Montmagny—L'Islet

Defunct federal electoral district
- Legislature: House of Commons
- District created: 1933
- District abolished: 1967
- First contested: 1935
- Last contested: 1965

= Montmagny—L'Islet =

Former federal electoral district in Quebec, Canada

Montmagny—L'Islet (/fr/) was a federal electoral district in Quebec, Canada, that was represented in the House of Commons of Canada from 1935 to 1968.

This riding was created in 1933 from L'Islet and Montmagny ridings.

It initially consisted of:
- the county of Montmagny, Île-aux-Grues and adjoining Islands, except such part of the said county of Montmagny included in the municipalities of Berthier and Saint-François-de-la-Rivière-du-Sud;
- the county of L'Islet, except such part thereof as is included in the municipalities of Ashford, Sainte-Louise, Saint-Roch-des-Aulnaies, Saint-Perpétue and Tourville.

In 1947, it was redefined to consist of:
- the county of Montmagny (except the municipalities of Berthier and Saint-François-de-la-Rivière-du-Sud), and the town of Montmagny and the municipality of L'Île-aux-Grues;
- the county of L'Islet except the municipalities of Ashford, Sainte-Louise, Saint-Roch-des-Aulnaies, Sainte-Perpétue, Tourville and the territory included in the parish of Sainte-Félicité.

### Dataset excerpt
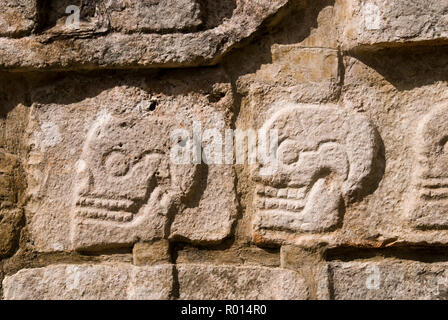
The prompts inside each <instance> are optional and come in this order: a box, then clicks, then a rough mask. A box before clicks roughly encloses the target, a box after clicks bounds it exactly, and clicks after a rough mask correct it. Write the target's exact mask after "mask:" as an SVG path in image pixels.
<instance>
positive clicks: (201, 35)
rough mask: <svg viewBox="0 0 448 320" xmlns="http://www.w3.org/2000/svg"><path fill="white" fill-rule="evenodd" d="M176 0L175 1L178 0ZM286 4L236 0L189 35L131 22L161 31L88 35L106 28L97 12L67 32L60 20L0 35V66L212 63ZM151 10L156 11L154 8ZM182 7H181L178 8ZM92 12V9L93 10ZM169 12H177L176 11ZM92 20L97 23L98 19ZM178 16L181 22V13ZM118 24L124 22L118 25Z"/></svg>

### What you are asked to do
Answer these questions from the Montmagny—L'Islet text.
1. In what year was the district last contested?
2. From which two ridings was it created?
3. In what year was it redefined?

### Exercise output
1. 1965
2. L'Islet and Montmagny
3. 1947